### TEXT EXCERPT:
-- Start --

With such an ingrained barrier to women empowerment prevalent in societies across the world, I believe a major requirement to addressing gender inequality lies in making women realize their own skills and potential. In order to succeed in empowering women, women need to feel like they have the chance to feel empowered in the first place. If women don’t realize the inequality, then how can positive change occur sustainably in the long-run?

Danh Nguyen

In the paper, Esther Duflo has made important connections between gender equality and development economics while emphasizing the need for governmental policies to promote the bidirectional relationship between women empowerment and economic development.
The paper, along with the readings from “Development as Freedom”, further asserts that providing choices and rights for females is not just a means but an end of development economics in and of itself. These choices and rights include but not limited to the choice to be married to anyone they want, the choice to follow any profession they want, and the, the right to have an identity, the right to have access to healthcare and education, and the right to live. Economics is the field of study that creates models based on rational choices, but the discrimination against women and how women in a lot of countries have endured the oppression for so long to the point of their lives being jeopardized do not seem rational or ethical to me. As the problem of gender inequality is so deeply rooted in some culture, both education and governmental policies should be bolstered so as to tackle this problem from both the top-down and bottom-up approach.
The paper also makes an important point about the role of women in governmental bodies and effective gender equality policies. Once again, the long-term impact of women empowerment far exceeds the short-term costs, improving the lives and health of men, women, and children across the globe, especially in developing countries. This ties directly to the findings I have found during our Spring Term class about women empowerment initiatives in the Sub Saharan Africa. It is impressive and uplifting for me to see that proportion of women holding important governmental positions have been increasing in the SSA, with some countries having up to 50% of women in their government. However, in a perfect world, 50% of female individuals and governmental agencies should be the norm not something to be impressed about, and it is our responsibility to improve gender equality. With the proportion of women on the increase, countries in the SSA have made substantial progress in providing girls with access to education, awareness of sexual health and sanitation, self-defense against predatory individuals and domestic abuse, etc. I am also glad to see that Professor Sandberg is going to bring a group of students during Spring Term to raise awareness for the women’s justice in a domestic setting. A lot of progress is being made, and I know that there is still a lot more to come.

Caroline Florence

When I think of women’s empowerment, I often think about the women’s march in DC or the suffragist movement, where women protested for their right to have a voice in politics. However, Esther Duflo’s “Women Empowerment and Economic Development” made me think of alternative, market based approaches, to female empowerment and inclusion. Duflo finds ways to increase women’s labor force participation without requiring a cultural shift in people’s view towards the role of women. For example, China and Mexico’s economic growth led to a rise in factory work suitable for women, opening the opportunity for more women to participate in the labor force. India’s entry in the global economy also provided opportunity for investment in women’s education. In Mumbai primary and secondary schools, parents can choose for their kids to be educated in either English or the local language. The liberalization of India’s economy caused the service industry to grow, creating jobs like telemarketing, which opened the market to women. Girls were more likely than boys to choose English education because boys had traditionally chosen the local language as part of the caste system. These policies improve the overall economy while uplifting women at the same time.

-- End --

### LISTED ENTRIES:
-- Start --

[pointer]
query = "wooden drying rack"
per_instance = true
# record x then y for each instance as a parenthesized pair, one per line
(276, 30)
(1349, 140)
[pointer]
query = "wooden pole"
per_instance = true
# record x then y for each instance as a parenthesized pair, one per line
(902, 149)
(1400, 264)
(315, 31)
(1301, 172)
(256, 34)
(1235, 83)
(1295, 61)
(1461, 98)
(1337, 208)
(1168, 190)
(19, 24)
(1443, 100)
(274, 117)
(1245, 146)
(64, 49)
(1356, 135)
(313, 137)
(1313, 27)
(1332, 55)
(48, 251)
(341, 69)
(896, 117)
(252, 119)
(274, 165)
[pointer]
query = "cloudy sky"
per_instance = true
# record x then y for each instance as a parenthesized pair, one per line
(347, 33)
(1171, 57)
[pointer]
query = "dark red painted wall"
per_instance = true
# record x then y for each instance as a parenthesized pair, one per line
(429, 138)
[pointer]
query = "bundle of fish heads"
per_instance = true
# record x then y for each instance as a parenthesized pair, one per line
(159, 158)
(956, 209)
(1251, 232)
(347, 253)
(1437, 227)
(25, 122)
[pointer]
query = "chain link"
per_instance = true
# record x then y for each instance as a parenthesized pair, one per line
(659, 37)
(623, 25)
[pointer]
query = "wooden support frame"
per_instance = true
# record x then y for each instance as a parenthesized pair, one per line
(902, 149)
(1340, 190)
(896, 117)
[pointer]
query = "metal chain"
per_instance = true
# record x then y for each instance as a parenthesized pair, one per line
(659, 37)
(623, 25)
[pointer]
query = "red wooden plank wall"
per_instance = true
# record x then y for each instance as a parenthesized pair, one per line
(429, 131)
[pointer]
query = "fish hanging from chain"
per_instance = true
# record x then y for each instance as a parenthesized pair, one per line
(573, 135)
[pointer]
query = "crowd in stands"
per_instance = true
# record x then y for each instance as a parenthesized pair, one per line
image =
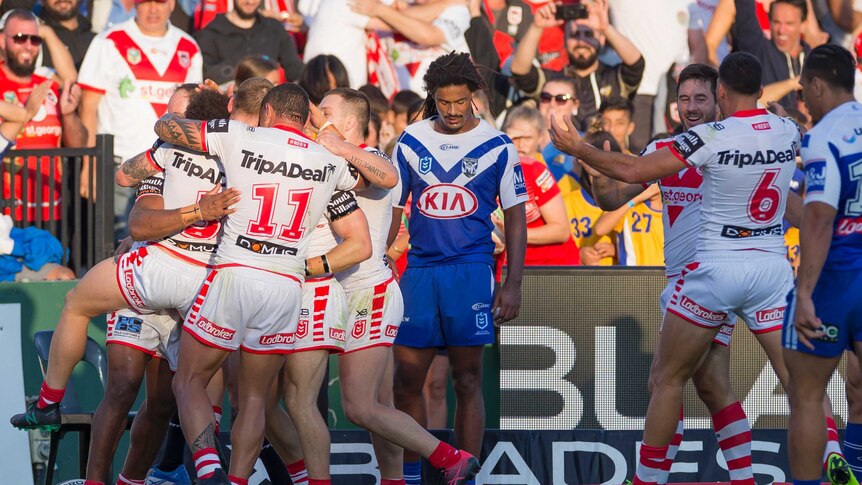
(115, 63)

-- End --
-- Start --

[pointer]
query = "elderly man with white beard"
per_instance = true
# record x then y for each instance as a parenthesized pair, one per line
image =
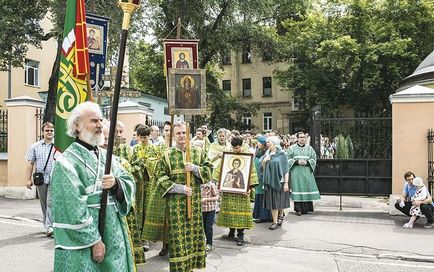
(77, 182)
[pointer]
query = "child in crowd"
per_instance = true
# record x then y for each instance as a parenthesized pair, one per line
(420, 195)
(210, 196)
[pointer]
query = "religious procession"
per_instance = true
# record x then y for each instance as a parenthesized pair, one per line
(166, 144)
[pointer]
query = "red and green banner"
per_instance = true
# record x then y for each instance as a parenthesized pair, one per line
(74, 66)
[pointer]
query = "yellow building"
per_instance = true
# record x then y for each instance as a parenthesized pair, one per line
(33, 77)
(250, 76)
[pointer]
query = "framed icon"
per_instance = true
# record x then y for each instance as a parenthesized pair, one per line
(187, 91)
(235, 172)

-- End --

### WHAT YOU SHOULD DO:
Pick up the student reflections on women's empowerment and economic development after their final sentence and continue writing them in the same voice.

### SOLVED EXERCISE:
What is the best course of action for bringing about women’s empowerment? Should women be the catalysts of the movement? Or should we use subtle market policies that gradually lead to the inclusion of women in the labor force? I think that in some circumstances, policy approaches might be the best first steps in empower women, but I think that at some point, a cultural shift in mindset is necessary to achieve true equality.

Anne Riter

Similar to chapter 8 of Sen, Duflo's article contends that women's empowerment are both a means and and an end to economic development. She also points out that there is no one solution, whether directly investing in women empowerment or investing simply in economic development.
I found it interesting that Duflo's paper focused on the standing of women within the family and how there's discrimination even within the family unit. When women had more agency and were able to make more choices outside of the household, on average, child mortality decreased and girls were healthier. That is not the case for every country (South Africa is the clear example, where when women had more agency, education was not pushed for girls), but for the most part when the mother was educated, the entire household benefitted.
Duflo's focus on the difference between policies that advance women empowerment, such as focusing on getting girls to school, versus focusing on economic development, such as focusing on education for both boys and girls, pointed out that in some instances it was beneficial to focus solely on girls and in some instances it was beneficial to not focus on girls. When education was pushed for both boys and girls, and recruiters came to villages in India to encourage children attending school, the amount of girls who received an education increased. The recruiters were not focusing on getting girls to attend, rather they were focusing on getting children to attend. Yet, the increase in girls education was notable. I admire the fact that Duflo clearly states that policies that are geared solely toward women must be justified, because the goal is equality. There are costs of implementing quotas such as reserving a certain amount of seats in a government for women, and I think it's important that we not lose sight of the fact that if we implement policies that improve development, women's empowerment will also improve.
However, I acknowledge that in certain situations, women's empowerment needs to be focused on. There are various barriers that prevent women from achieving some amount of financial independence or even agency, and lack of confidence is one. If women do not think that they can achieve more or participate more in the market, then they will be less likely to do so. I think we need to focus on improving women's confidence, because if their confidence in participating in the market increases, then perhaps women will be more vocal about requesting raises or promotions, or they will be more willing to withdraw money from an account their husband also has access to.

Kristina Lozinskaya

Nowadays, one is not necessarily a feminist when he or she argues that women play a fundamental role in development. Indeed, it is now quite obvious for everybody (or, at the very least, should be obvious) that empowering women leads to faster economic growth and the “wider distribution of the fruits of growth” (1064) since in the long run, everybody is better off from the continuous improvement of women’s position in a society. We have pretty successfully covered it in class discussing Amartya Sen’s theory of interconnectedness between women’s agency and well-being, and Esther Duflo’s paper expands on that by doing a fantastic job in terms of providing numerous examples and significant statistical evidence from research on the questions of whether economic development can cause women’s empowerment (yes) and whether economic development is enough to overcome discrimination (no).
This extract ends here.